**Verilen görev**
Medresetüzzehra ve demokratikleşme konulu yazıyı bittiği yerden devam ettirin.

**Metin parçası**
Erdoğan ÇELEBİ
Medresetü’z- Zehra Uygulamasının Demokratikleşmeye Etkisi
Medresetüzzehra Sempozyumunda kanaatimce, gündeme gelmeyen konu şuydu;
Bizler, Medresetüzzehra’nın kurulmasıyla demokratikleşme sürecine katkıda mı bulunacaktık. Yoksa, bu modelin uygulanması için ülkemizin bütün kurum ve kurallarıyla demokratikleşmesini mi bekleyecektik. Hangisi daha doğru idi?
Başka bir deyişle, Said Nursi (hz), Medresetüzzehra’nın kurulmasını talep ettiği dönemlerde ya da Ayasofya’nın derhal açılmasını istediği yıllarda ülke demokratik mi idi? Yani, bunların derhal yerine getirilmesini mi istedi? Yoksa ülkemiz demokratikleşince bunları ileride yaparsınız mı dedi. Elbette derhal bunların yapılması için çalıştı. Çünkü bunlar, hem “cehalet, zaruret, ihtilaf hastalıklarını” tedavi edecek hem de ülkemizin maddi manevi özgürleşmesinin, insan haklarının gelişmesinin ve demokratikleşmenin önündeki engellerin kaldırılmasını sağlayacaktı. Çünkü, Medresetüzzehra’nın kurulmasına gerekçe oluşturan ve bunu zaruri kılan hastalıklar, sorunlar, şartlar neyse; o dönemde meşrutiyetin gelmesinin ve özgürlüklerin önündeki engellerde aynıydı. Yani, cehalet ağa, zaruret efendi, intikam paşa, taklit hazretleri, mösyö gevezeliği, ihtilaf, istibdat ve bütün bunların sonucu olarakta, müslümanların üzerine bir karabasan gibi çöken yeis idi.
Hususan ülke ümitsizlik bataklığına saplanmış, İslam milleti darda kalmıştı. Ümitsizlik ise, manii her kemal diyordu Bediüzzaman. Öyleyse, “darda kalana Hızır yetişir" misali, Hızır gibi bir şahıs zuhur edecek hem de plan ve programını da ortaya koyacaktı. Hızır projeleri ise, bir nevi acil eylem projeleri olduğundan elbette demokratikleşmeyi beklemeyecek, bilakis özgürleşmenin, demokratikleşmenin önündeki engelleri kaldıracaktı” diye ana düşüncemi ortaya koyduktan sonra şimdi sempozyum akışına dönmek istiyorum.

[Nesnelerin nerede göründüğünü gösteren veri satırları]

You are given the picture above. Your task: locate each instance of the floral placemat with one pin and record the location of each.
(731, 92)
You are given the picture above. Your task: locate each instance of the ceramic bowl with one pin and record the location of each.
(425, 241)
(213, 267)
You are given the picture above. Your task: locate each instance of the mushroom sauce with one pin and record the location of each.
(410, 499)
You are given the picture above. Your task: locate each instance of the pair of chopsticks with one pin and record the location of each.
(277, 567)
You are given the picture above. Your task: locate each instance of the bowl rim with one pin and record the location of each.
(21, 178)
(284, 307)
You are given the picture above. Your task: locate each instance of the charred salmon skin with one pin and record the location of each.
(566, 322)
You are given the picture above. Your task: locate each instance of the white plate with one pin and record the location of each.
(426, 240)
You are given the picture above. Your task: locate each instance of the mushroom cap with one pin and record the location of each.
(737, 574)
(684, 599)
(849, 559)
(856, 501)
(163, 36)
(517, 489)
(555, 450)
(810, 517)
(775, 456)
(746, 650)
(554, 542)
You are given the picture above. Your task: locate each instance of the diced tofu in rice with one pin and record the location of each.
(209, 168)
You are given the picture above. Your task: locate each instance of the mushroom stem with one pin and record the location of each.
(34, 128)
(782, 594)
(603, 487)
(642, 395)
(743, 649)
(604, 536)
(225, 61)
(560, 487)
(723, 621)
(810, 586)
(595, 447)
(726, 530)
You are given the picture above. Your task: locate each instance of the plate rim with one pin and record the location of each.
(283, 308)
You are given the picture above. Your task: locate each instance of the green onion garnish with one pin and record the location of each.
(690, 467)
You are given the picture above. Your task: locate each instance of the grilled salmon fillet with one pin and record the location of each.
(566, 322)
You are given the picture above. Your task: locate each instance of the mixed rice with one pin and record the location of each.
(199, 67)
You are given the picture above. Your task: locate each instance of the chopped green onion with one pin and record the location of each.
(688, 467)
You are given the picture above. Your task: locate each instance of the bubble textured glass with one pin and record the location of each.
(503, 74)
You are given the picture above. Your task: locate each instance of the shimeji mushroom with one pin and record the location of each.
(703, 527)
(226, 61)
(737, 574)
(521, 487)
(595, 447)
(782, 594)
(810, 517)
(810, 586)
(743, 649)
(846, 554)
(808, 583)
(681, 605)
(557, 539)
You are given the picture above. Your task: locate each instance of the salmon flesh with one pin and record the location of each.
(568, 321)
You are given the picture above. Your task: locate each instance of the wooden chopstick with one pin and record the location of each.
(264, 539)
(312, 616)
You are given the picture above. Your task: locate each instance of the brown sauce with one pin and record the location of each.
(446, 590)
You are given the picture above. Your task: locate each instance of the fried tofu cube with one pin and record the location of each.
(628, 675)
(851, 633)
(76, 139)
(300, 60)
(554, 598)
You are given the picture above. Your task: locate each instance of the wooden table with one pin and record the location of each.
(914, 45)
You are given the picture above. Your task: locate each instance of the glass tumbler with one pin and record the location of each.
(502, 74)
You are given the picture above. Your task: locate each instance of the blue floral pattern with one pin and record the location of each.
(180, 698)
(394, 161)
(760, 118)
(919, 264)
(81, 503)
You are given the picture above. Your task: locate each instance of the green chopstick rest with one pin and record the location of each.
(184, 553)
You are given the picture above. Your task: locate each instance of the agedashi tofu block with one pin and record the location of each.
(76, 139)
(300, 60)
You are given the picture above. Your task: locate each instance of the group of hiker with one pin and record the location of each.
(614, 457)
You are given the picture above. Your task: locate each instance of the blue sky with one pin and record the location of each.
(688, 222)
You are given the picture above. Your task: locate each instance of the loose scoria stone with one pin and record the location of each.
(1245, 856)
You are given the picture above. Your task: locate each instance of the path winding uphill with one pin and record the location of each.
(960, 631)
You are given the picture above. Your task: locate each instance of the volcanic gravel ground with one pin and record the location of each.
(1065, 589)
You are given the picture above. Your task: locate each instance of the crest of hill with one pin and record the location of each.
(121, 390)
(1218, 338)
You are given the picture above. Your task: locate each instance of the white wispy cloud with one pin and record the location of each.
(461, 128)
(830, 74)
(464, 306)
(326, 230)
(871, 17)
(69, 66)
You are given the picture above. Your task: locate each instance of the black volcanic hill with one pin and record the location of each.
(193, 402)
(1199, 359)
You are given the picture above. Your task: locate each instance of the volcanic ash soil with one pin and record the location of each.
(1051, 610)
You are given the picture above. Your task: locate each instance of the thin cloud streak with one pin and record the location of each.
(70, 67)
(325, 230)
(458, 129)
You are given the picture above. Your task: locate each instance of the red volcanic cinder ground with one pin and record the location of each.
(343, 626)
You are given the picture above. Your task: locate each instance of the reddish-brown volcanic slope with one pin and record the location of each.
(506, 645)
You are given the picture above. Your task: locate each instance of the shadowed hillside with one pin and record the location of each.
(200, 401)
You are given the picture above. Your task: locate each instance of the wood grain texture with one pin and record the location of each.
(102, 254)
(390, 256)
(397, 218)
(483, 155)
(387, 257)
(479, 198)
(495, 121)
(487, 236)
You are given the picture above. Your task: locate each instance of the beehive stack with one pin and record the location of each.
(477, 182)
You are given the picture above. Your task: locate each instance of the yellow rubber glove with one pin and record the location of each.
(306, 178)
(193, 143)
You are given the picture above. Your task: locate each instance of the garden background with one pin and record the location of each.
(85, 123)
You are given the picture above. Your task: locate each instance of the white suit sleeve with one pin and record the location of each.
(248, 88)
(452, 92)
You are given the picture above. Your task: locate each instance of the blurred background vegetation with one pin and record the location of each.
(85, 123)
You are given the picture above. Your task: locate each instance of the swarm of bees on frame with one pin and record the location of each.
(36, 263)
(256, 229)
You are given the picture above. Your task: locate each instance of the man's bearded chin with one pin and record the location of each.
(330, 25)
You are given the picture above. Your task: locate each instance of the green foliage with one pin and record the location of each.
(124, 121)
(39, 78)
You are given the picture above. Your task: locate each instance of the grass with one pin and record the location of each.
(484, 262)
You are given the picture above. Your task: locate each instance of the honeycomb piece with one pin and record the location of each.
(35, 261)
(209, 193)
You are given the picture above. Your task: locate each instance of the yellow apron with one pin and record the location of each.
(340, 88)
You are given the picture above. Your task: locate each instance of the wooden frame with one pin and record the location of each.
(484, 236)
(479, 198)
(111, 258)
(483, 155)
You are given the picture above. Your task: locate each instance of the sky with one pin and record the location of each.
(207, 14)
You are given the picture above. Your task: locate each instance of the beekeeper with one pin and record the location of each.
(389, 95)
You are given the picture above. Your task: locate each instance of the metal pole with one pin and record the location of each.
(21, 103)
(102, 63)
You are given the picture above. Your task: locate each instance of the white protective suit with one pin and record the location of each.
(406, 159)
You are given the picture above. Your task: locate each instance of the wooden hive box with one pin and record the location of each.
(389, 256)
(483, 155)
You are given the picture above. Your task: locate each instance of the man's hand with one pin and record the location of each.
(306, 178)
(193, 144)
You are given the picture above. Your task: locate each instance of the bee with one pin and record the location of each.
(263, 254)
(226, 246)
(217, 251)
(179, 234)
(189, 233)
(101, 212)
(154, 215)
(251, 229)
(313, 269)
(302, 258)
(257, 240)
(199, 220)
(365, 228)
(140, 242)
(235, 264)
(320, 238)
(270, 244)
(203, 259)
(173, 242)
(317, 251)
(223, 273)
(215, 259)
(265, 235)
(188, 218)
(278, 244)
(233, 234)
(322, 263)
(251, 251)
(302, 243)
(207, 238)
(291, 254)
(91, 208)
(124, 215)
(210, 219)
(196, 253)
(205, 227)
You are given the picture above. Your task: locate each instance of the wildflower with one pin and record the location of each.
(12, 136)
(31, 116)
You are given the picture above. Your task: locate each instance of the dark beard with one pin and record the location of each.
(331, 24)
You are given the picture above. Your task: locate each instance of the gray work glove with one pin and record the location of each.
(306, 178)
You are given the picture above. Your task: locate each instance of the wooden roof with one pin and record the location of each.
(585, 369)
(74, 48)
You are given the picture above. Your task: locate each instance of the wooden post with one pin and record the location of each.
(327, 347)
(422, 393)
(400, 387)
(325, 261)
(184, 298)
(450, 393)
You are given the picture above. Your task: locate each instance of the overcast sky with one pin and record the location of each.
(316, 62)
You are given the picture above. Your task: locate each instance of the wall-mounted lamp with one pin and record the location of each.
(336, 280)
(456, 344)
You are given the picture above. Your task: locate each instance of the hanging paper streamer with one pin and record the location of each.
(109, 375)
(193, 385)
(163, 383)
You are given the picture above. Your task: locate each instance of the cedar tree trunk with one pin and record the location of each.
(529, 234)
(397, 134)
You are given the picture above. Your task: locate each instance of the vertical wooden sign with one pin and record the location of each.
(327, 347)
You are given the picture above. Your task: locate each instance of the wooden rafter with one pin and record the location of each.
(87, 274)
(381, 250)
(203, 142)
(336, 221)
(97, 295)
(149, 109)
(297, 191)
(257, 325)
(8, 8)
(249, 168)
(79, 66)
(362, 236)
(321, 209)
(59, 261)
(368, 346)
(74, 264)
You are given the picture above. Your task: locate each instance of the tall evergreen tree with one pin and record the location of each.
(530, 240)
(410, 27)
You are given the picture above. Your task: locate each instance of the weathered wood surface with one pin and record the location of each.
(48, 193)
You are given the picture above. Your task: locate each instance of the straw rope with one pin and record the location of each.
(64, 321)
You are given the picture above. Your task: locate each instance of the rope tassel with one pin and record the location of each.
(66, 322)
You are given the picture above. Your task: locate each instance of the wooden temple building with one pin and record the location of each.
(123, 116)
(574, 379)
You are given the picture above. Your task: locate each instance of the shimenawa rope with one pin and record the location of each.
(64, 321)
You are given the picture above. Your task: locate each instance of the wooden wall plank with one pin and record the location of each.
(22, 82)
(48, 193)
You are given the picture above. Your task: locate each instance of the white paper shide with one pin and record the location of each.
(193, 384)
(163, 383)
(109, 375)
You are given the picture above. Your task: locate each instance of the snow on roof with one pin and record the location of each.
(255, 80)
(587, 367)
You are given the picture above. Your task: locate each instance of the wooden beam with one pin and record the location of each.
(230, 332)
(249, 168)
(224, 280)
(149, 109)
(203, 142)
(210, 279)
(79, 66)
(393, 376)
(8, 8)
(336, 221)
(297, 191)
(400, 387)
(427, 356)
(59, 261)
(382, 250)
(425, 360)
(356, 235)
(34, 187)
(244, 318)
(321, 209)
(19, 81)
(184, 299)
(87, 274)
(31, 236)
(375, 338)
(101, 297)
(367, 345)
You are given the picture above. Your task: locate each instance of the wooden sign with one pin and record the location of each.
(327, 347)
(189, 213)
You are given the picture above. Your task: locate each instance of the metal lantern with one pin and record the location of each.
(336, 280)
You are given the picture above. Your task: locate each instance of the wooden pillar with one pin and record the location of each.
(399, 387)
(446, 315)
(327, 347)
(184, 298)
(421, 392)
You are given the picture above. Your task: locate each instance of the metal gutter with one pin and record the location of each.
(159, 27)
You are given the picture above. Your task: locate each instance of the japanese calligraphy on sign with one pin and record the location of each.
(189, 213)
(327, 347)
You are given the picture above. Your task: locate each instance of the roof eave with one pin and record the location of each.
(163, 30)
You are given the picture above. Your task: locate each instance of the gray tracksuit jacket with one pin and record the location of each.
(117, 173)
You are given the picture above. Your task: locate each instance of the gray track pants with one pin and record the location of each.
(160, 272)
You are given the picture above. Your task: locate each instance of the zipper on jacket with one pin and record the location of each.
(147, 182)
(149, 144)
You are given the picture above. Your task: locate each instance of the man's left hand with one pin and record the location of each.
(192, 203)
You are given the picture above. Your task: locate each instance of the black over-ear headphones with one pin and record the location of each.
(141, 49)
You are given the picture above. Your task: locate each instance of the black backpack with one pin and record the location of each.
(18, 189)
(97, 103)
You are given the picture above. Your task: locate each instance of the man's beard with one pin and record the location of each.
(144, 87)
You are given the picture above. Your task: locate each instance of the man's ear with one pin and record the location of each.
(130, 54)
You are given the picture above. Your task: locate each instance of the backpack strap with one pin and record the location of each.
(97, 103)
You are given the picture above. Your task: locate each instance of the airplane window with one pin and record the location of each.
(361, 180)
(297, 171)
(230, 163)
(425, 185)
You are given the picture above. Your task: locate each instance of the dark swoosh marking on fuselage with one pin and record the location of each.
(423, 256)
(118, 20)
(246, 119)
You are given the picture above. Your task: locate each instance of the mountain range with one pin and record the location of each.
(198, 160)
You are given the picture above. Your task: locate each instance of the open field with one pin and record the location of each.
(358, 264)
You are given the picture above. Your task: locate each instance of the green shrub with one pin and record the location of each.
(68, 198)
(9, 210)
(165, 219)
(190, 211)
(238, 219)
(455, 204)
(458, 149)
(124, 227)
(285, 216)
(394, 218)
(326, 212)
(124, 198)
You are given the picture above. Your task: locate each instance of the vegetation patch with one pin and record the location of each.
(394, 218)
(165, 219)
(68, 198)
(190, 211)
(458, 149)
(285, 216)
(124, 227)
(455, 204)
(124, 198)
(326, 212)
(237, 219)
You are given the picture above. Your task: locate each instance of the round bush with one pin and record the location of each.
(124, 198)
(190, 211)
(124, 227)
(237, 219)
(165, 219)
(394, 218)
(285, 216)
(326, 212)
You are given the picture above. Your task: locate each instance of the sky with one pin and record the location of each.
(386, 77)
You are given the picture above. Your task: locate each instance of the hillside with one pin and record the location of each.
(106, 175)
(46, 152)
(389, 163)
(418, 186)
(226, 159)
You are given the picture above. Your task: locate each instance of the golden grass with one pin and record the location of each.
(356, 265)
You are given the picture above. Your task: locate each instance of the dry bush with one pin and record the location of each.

**Beklenen cevap**
Evet, 12-14 Ekim 2012 tarihinde Medresetüzzehra’nın Van’ıncı! sempozyumu yapıldı. Risale Akademi ile Van Valiliği, Yüzüncü Yıl Üniversitesi ve AKAV ortak katkı ve organizasyonları ile düzenlenen “medresetüzzehra modeli bağlamında Bediüzzaman’ın eğitim felsefesi ve sivil toplum persfektifi” konulu sempozyum başarılı bir fonksiyon icra etti. Zihinler, kalpler, duygular medresetüzzehra uygulamasının hayata geçirilmesinin gerekliliği noktasında hazırlanmış oldu.
Bu programda özetle, Said Nursi’nin; din ilimleri ile fen ilimlerinin bir arada okutulduğu, mektep, medrese ve tekke eğitiminin aynı kurum altında yapıldığı, böylece zamanın hastalığı olan “cehalet, zaruret ve ihtilaf-tefrika sorunlarının ortadan kaldırılacağını öngördüğü; dil olarak Arapçanın eğitim ve bilim dili, Türkçenin resmi ve siyasi dil, Kürtçenin de yerel anadil olarak tedris edildiği; marifet öğretimi ile cehalete son verildiği, sanat-zanaat-teknik eğitimle yoksulluğun ve mesleksizliğin silindiği, insanlar yaratılışta bir eş, mü’minler imanda kardeş anlayışıyla ırkçılık ve tefrikanın ortadan kaldırıldığı, sevgi, barış, nezihane, nazikane ve kavli leyin ortak dilinin kullanıldığı bir eğitim, öğretim, talim ve uzmanlaşma projesi olarak uluslar arası ölçekte ilmin hikmetle barışmasına katkıda bulunacağı hususu vurgulandı ve projenin uygulanma şartları tartışıldı. Sırasıyla, hem ülkemiz halkları arasında hem bütün İslam halkları arasında hem de insanlık coğrafyasında bir sulh ve sükunet dalgası meydana getireceği belirtildi.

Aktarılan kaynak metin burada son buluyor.